[Materials provided]
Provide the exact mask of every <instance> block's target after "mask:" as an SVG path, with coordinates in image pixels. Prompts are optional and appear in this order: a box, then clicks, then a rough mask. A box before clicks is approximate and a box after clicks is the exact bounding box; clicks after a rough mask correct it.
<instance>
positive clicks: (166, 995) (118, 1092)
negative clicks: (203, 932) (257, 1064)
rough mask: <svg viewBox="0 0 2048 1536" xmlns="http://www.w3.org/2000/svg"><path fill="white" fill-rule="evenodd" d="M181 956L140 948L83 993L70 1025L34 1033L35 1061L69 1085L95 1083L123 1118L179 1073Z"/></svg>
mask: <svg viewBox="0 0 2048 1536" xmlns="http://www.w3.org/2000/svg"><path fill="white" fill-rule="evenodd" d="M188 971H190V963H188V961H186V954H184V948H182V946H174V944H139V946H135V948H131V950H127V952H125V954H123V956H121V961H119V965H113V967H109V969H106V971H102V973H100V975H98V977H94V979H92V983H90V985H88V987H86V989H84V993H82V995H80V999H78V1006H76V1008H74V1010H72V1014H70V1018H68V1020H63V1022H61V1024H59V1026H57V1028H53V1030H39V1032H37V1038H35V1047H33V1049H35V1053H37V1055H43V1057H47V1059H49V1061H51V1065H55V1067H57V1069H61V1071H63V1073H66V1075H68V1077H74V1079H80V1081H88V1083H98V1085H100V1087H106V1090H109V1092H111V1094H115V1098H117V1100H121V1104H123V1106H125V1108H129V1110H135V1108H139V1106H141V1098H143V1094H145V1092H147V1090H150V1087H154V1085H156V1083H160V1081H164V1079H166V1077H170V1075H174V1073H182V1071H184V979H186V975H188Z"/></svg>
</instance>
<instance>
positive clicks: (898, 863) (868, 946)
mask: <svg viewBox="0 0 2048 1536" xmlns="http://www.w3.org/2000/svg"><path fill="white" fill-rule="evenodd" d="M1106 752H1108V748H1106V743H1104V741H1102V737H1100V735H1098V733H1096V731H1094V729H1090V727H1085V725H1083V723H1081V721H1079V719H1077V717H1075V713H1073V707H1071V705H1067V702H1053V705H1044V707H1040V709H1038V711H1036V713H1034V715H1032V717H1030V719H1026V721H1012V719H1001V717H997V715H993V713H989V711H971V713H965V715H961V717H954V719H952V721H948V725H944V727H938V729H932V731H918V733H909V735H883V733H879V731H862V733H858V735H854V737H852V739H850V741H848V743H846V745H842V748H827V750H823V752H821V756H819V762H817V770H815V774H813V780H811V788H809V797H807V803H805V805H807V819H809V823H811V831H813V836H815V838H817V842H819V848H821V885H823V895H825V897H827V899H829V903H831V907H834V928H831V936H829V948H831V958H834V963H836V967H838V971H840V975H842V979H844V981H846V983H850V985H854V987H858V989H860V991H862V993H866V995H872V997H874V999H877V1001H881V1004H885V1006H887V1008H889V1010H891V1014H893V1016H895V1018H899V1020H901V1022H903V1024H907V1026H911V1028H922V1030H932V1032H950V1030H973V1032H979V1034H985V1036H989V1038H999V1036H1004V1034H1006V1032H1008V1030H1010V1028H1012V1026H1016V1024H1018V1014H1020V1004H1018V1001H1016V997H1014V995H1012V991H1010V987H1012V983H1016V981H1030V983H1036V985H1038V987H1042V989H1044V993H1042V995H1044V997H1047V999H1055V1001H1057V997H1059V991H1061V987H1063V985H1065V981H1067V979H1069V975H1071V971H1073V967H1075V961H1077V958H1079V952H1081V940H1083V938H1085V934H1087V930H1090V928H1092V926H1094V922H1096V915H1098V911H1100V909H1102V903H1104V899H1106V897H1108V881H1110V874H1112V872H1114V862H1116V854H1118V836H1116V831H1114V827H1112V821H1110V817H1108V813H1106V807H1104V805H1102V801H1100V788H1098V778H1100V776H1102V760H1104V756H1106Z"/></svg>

[What you are asked to do]
An exact transcription of the entries is needed, complete to the final line.

[Answer to this task]
Provide the exact mask of every <instance> block's target after "mask:" as an SVG path, with coordinates in image pixels. Prompts are optional and appear in this order: a box, then clicks, then a rough mask. A box before clicks is approximate and a box after clicks is the exact bounding box; clicks after a rough mask correct it.
<instance>
positive clicks: (166, 995) (118, 1092)
negative clicks: (203, 932) (257, 1064)
rough mask: <svg viewBox="0 0 2048 1536" xmlns="http://www.w3.org/2000/svg"><path fill="white" fill-rule="evenodd" d="M181 956L140 948L83 993L70 1025L34 1033L35 1061L69 1085L95 1083L123 1118L179 1073Z"/></svg>
mask: <svg viewBox="0 0 2048 1536" xmlns="http://www.w3.org/2000/svg"><path fill="white" fill-rule="evenodd" d="M188 971H190V963H188V961H186V954H184V948H182V946H174V944H139V946H135V948H131V950H127V952H125V954H123V956H121V961H119V965H113V967H109V969H106V971H102V973H100V975H98V977H94V979H92V983H90V985H88V987H86V989H84V993H82V995H80V999H78V1006H76V1008H74V1010H72V1014H70V1018H68V1020H63V1022H61V1024H59V1026H57V1028H53V1030H39V1032H37V1038H35V1047H33V1049H35V1053H37V1055H43V1057H47V1059H49V1061H51V1065H55V1067H57V1069H61V1071H63V1073H66V1075H68V1077H74V1079H80V1081H88V1083H98V1085H100V1087H106V1090H109V1092H111V1094H115V1098H117V1100H121V1104H123V1106H125V1108H129V1110H135V1108H139V1106H141V1098H143V1094H145V1092H147V1090H150V1087H154V1085H156V1083H160V1081H164V1079H166V1077H170V1075H174V1073H182V1071H184V979H186V975H188Z"/></svg>
</instance>
<instance>
positive clicks: (898, 863) (868, 946)
mask: <svg viewBox="0 0 2048 1536" xmlns="http://www.w3.org/2000/svg"><path fill="white" fill-rule="evenodd" d="M1106 752H1108V748H1106V743H1104V741H1102V737H1100V735H1098V733H1096V731H1094V729H1090V727H1085V725H1083V723H1081V721H1079V719H1077V717H1075V713H1073V707H1071V705H1067V702H1053V705H1044V707H1040V709H1038V711H1036V713H1034V715H1032V717H1030V719H1026V721H1012V719H1001V717H997V715H993V713H989V711H971V713H965V715H961V717H954V719H952V721H948V725H944V727H938V729H932V731H918V733H909V735H883V733H879V731H862V733H858V735H854V737H852V739H850V741H848V743H846V745H842V748H827V750H823V752H821V756H819V762H817V770H815V774H813V780H811V788H809V797H807V803H805V805H807V819H809V823H811V831H813V836H815V838H817V842H819V848H821V885H823V895H825V897H827V899H829V903H831V907H834V928H831V936H829V948H831V958H834V963H836V967H838V971H840V975H842V979H844V981H846V983H850V985H854V987H858V989H860V991H862V993H866V995H872V997H874V999H877V1001H881V1004H885V1006H887V1008H889V1010H891V1014H893V1016H895V1018H899V1020H901V1022H903V1024H907V1026H911V1028H922V1030H932V1032H950V1030H973V1032H979V1034H985V1036H989V1038H999V1036H1004V1034H1006V1032H1008V1030H1010V1028H1012V1026H1016V1024H1018V1014H1020V1004H1018V1001H1016V997H1014V995H1012V991H1010V987H1012V983H1016V981H1030V983H1036V985H1038V987H1042V989H1044V993H1042V995H1044V997H1047V999H1055V1001H1057V997H1059V991H1061V987H1063V985H1065V981H1067V979H1069V975H1071V971H1073V967H1075V961H1077V958H1079V952H1081V940H1083V938H1085V934H1087V930H1090V928H1092V926H1094V922H1096V915H1098V911H1100V909H1102V903H1104V899H1106V897H1108V881H1110V874H1112V872H1114V862H1116V854H1118V836H1116V831H1114V827H1112V821H1110V817H1108V813H1106V807H1104V805H1102V801H1100V788H1098V778H1100V776H1102V760H1104V756H1106Z"/></svg>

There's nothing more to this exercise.